- **Task goal**
Reproduce every line of the following material verbatim, without any alteration.
--- start Dataset records ---
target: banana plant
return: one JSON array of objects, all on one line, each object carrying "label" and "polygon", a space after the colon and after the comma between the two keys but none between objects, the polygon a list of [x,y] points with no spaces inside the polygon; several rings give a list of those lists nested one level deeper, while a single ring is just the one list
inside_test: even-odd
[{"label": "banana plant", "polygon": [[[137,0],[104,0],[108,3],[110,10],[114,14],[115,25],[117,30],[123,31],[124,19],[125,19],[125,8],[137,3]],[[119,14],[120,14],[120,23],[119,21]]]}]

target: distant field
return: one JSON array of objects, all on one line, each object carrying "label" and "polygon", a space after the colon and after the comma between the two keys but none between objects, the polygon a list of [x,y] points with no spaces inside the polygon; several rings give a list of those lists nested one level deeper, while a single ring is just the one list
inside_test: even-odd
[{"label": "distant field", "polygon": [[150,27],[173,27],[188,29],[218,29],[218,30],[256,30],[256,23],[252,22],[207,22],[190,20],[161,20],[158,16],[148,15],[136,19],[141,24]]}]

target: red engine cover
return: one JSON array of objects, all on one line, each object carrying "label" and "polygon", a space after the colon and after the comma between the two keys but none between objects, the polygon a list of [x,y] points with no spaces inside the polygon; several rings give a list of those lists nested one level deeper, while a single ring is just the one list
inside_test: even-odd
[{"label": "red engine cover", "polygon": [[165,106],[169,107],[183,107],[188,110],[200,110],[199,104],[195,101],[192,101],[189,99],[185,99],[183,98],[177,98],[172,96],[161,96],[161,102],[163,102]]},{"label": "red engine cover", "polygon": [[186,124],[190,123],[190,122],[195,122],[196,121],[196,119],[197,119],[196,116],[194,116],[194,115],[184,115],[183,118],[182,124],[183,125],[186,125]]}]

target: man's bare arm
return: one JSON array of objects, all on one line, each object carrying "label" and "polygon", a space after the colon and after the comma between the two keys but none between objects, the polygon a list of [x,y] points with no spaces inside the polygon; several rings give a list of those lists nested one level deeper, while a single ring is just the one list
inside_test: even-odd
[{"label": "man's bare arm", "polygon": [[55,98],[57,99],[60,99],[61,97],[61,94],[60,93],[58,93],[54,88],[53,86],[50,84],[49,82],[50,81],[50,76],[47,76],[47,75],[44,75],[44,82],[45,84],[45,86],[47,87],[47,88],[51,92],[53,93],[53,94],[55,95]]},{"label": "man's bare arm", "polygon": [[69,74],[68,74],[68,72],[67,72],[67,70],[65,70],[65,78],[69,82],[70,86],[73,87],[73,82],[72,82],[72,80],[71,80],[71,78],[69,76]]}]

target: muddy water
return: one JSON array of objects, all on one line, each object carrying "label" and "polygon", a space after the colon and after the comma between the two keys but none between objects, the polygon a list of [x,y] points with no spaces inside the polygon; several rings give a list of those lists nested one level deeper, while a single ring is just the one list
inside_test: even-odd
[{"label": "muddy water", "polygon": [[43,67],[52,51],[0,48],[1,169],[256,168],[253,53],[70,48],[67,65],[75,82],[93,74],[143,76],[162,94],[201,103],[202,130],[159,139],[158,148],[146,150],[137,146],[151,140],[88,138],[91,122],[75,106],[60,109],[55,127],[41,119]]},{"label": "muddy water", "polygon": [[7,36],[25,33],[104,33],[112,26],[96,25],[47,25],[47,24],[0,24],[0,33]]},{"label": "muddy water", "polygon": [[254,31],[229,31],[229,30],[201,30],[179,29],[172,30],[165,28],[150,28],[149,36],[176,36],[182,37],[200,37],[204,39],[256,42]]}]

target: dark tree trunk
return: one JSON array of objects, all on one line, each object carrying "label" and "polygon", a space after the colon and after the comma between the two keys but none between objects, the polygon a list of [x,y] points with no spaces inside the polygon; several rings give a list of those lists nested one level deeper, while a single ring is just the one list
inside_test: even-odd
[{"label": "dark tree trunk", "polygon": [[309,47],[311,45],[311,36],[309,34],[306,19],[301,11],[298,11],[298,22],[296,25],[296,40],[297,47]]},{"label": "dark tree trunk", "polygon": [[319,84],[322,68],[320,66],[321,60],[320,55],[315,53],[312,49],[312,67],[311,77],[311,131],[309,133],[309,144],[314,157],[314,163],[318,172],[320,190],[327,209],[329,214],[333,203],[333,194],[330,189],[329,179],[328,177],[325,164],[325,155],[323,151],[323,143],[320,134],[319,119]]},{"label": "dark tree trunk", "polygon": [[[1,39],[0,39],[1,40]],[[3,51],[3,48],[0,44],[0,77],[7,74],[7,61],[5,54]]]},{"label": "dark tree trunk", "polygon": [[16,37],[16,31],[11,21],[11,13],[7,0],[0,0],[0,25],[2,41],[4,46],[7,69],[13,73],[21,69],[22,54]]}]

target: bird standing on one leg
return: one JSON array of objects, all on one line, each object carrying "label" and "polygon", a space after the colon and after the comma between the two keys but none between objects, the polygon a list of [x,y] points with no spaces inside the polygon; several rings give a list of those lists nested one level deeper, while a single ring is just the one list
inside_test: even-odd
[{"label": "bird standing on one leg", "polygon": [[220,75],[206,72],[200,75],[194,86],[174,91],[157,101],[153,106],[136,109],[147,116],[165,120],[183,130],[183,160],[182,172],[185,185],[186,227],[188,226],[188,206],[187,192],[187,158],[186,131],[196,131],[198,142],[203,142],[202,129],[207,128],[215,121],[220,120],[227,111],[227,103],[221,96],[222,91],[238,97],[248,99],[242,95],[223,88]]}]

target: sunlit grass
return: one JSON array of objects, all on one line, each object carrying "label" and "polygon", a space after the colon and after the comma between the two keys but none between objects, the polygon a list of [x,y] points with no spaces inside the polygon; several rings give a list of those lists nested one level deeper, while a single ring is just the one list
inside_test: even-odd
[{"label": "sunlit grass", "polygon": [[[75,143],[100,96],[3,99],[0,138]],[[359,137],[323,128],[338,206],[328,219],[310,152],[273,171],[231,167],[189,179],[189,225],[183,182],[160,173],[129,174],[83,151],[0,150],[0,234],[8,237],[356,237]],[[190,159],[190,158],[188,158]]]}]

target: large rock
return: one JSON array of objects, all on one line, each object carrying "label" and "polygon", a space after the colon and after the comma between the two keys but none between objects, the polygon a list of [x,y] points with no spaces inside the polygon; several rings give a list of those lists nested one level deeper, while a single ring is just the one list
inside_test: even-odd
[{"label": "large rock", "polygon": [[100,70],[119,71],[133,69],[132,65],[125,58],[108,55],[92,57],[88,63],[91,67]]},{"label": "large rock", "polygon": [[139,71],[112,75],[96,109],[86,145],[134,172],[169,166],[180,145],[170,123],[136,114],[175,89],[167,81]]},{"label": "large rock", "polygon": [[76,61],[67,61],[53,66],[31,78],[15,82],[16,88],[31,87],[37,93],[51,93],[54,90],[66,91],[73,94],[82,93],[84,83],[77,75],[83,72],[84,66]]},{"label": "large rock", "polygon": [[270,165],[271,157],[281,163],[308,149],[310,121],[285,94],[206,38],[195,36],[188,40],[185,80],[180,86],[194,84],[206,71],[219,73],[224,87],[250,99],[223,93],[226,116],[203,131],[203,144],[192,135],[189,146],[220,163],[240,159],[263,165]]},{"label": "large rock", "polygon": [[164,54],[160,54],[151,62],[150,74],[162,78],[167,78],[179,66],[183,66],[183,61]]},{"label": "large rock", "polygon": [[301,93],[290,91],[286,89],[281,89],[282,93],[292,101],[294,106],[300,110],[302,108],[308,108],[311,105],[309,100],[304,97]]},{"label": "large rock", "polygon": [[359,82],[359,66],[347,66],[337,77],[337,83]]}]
--- end Dataset records ---
- **Answer to the exercise**
target: banana plant
return: one JSON array of objects, all on one line, each object carrying "label" and "polygon", a space after the colon and after the comma between the two keys but none between objects, the polygon a list of [x,y] points with no spaces inside the polygon; several rings give a list of those lists nested one level deeper, while a single ring is just the one list
inside_test: even-odd
[{"label": "banana plant", "polygon": [[[137,0],[104,0],[108,3],[110,10],[114,14],[115,25],[117,30],[123,31],[124,19],[125,19],[125,8],[137,3]],[[119,14],[120,14],[120,23],[119,21]]]}]

target: distant field
return: one JSON array of objects, all on one line, each object carrying "label" and "polygon", a space after the colon and after the comma between the two keys but none between objects, the polygon a list of [x,y] points with no spaces inside the polygon; several rings give a list of those lists nested one level deeper, while a single ring is just the one list
inside_test: even-odd
[{"label": "distant field", "polygon": [[150,27],[173,27],[188,29],[218,29],[218,30],[256,30],[256,23],[252,22],[207,22],[190,20],[161,20],[158,16],[148,15],[136,19],[141,24]]}]

target: red engine cover
return: one JSON array of objects, all on one line, each object carrying "label" and "polygon", a space after the colon and after the comma between the two keys but none between objects, the polygon a list of [x,y] points with no spaces inside the polygon; several rings give a list of those lists nested one level deeper, while a single ring is just the one list
inside_test: even-odd
[{"label": "red engine cover", "polygon": [[165,106],[169,107],[183,107],[188,110],[200,110],[199,104],[195,101],[192,101],[189,99],[185,99],[183,98],[177,98],[172,96],[161,96],[161,102],[163,102]]},{"label": "red engine cover", "polygon": [[186,124],[190,123],[190,122],[195,122],[196,121],[196,119],[197,119],[196,116],[194,116],[194,115],[184,115],[183,118],[182,124],[183,125],[186,125]]}]

target: man's bare arm
return: one JSON array of objects, all on one line, each object carrying "label" and "polygon", a space after the colon and after the comma between the two keys but none between objects, the polygon a list of [x,y] points with no spaces inside the polygon; several rings give a list of those lists nested one level deeper, while a single ring is just the one list
inside_test: even-odd
[{"label": "man's bare arm", "polygon": [[55,98],[57,99],[60,99],[61,97],[61,94],[60,93],[58,93],[54,88],[53,86],[50,84],[49,82],[50,81],[50,76],[47,76],[47,75],[44,75],[44,82],[45,84],[45,86],[47,87],[47,88],[51,92],[53,93],[53,94],[55,95]]},{"label": "man's bare arm", "polygon": [[69,74],[68,74],[68,72],[67,72],[67,70],[65,70],[65,78],[69,82],[70,86],[73,87],[73,82],[72,82],[72,80],[71,80],[71,78],[69,76]]}]

target: muddy water
return: one JSON array of objects, all on one line, each object carrying "label" and "polygon", a space after the colon and after the comma between the two keys but none between objects, the polygon a list of [x,y] points with no spaces inside the polygon; several rings give a list of those lists nested one level deeper, while a single ring is just the one list
inside_test: even-odd
[{"label": "muddy water", "polygon": [[43,67],[52,51],[0,48],[1,169],[256,168],[253,53],[70,48],[67,65],[75,82],[93,74],[143,76],[162,94],[201,103],[202,130],[159,139],[158,148],[146,150],[137,146],[151,140],[88,138],[91,122],[75,106],[60,109],[55,127],[41,119]]},{"label": "muddy water", "polygon": [[7,36],[25,33],[104,33],[112,26],[96,25],[47,25],[47,24],[0,24],[0,33]]},{"label": "muddy water", "polygon": [[254,31],[229,31],[229,30],[201,30],[179,29],[172,30],[165,28],[150,28],[149,36],[176,36],[182,37],[200,37],[204,39],[256,42]]}]

target: dark tree trunk
return: one JSON array of objects, all on one line, each object carrying "label" and "polygon", a space after the colon and after the comma between the two keys but none between objects, the polygon a list of [x,y] points with no spaces inside the polygon; several rings give a list of those lists nested one level deeper, while a single ring is just the one list
inside_test: even-odd
[{"label": "dark tree trunk", "polygon": [[309,47],[311,45],[311,36],[309,34],[306,19],[301,11],[298,11],[298,22],[296,25],[296,40],[297,47]]},{"label": "dark tree trunk", "polygon": [[319,84],[322,68],[320,66],[321,60],[320,55],[315,53],[312,49],[312,67],[311,77],[311,131],[309,133],[309,144],[314,157],[314,163],[318,172],[320,190],[327,209],[329,214],[333,203],[333,194],[330,189],[329,179],[328,177],[325,164],[325,155],[323,151],[323,143],[320,134],[319,119]]},{"label": "dark tree trunk", "polygon": [[[1,39],[0,39],[1,40]],[[3,51],[3,48],[0,44],[0,77],[7,74],[7,61],[5,54]]]},{"label": "dark tree trunk", "polygon": [[16,37],[16,31],[11,21],[11,13],[7,0],[0,0],[0,25],[2,41],[4,46],[7,69],[13,73],[21,69],[22,54]]}]

target: bird standing on one leg
return: one JSON array of objects, all on one line, each object carrying "label" and "polygon", a space after the colon and after the comma between the two keys but none between objects, the polygon a list of [x,y] points with no spaces inside the polygon; several rings give a list of those lists nested one level deeper, while a single ring is just the one list
inside_test: even-odd
[{"label": "bird standing on one leg", "polygon": [[220,75],[206,72],[200,75],[194,86],[174,91],[157,101],[153,106],[136,109],[147,116],[165,120],[183,130],[183,160],[182,172],[185,185],[186,227],[188,226],[188,206],[187,192],[187,158],[186,131],[196,131],[198,142],[203,142],[202,129],[207,128],[215,121],[220,120],[227,111],[227,103],[221,96],[222,91],[238,97],[248,99],[242,95],[223,88]]}]

target: sunlit grass
return: one JSON array of objects, all on one line, each object carrying "label" and "polygon", a space after the colon and after the comma between the two keys but none between objects, the polygon a list of [x,y] points with no spaces inside the polygon; several rings give a list of those lists nested one level deeper, while a single ring is just the one list
inside_test: even-odd
[{"label": "sunlit grass", "polygon": [[[75,143],[100,96],[3,99],[0,138]],[[359,137],[323,128],[338,206],[328,219],[310,152],[273,171],[231,167],[189,179],[189,225],[183,182],[160,173],[129,174],[83,151],[0,150],[0,234],[8,237],[356,237]],[[190,159],[190,158],[188,158]]]}]

target: large rock
return: one JSON array of objects, all on one line, each object carrying "label" and "polygon", a space after the colon and after the comma between the two keys but none between objects, the polygon a list of [x,y] points with no spaces inside the polygon; several rings give a list of those lists nested one level deeper, while a single ring is just the one list
inside_test: even-odd
[{"label": "large rock", "polygon": [[100,70],[119,71],[133,69],[132,65],[125,58],[108,55],[92,57],[88,63],[91,67]]},{"label": "large rock", "polygon": [[139,71],[112,75],[96,109],[86,145],[134,172],[169,166],[180,145],[170,123],[136,114],[175,89],[167,81]]},{"label": "large rock", "polygon": [[76,61],[67,61],[53,66],[31,78],[15,82],[16,88],[31,87],[37,93],[51,93],[54,90],[66,91],[73,94],[82,93],[84,83],[77,75],[83,72],[84,66]]},{"label": "large rock", "polygon": [[270,165],[271,157],[281,163],[308,149],[310,121],[285,94],[206,38],[195,36],[188,40],[185,80],[180,86],[194,84],[206,71],[219,73],[224,87],[250,99],[223,93],[226,116],[203,131],[203,144],[192,135],[189,146],[220,163],[240,159],[263,165]]},{"label": "large rock", "polygon": [[164,54],[160,54],[151,62],[150,74],[162,78],[167,78],[179,66],[183,66],[183,61]]},{"label": "large rock", "polygon": [[301,93],[290,91],[286,89],[281,89],[282,93],[292,101],[294,106],[300,110],[302,108],[308,108],[311,105],[309,100],[304,97]]},{"label": "large rock", "polygon": [[359,82],[359,66],[347,66],[337,77],[337,83]]}]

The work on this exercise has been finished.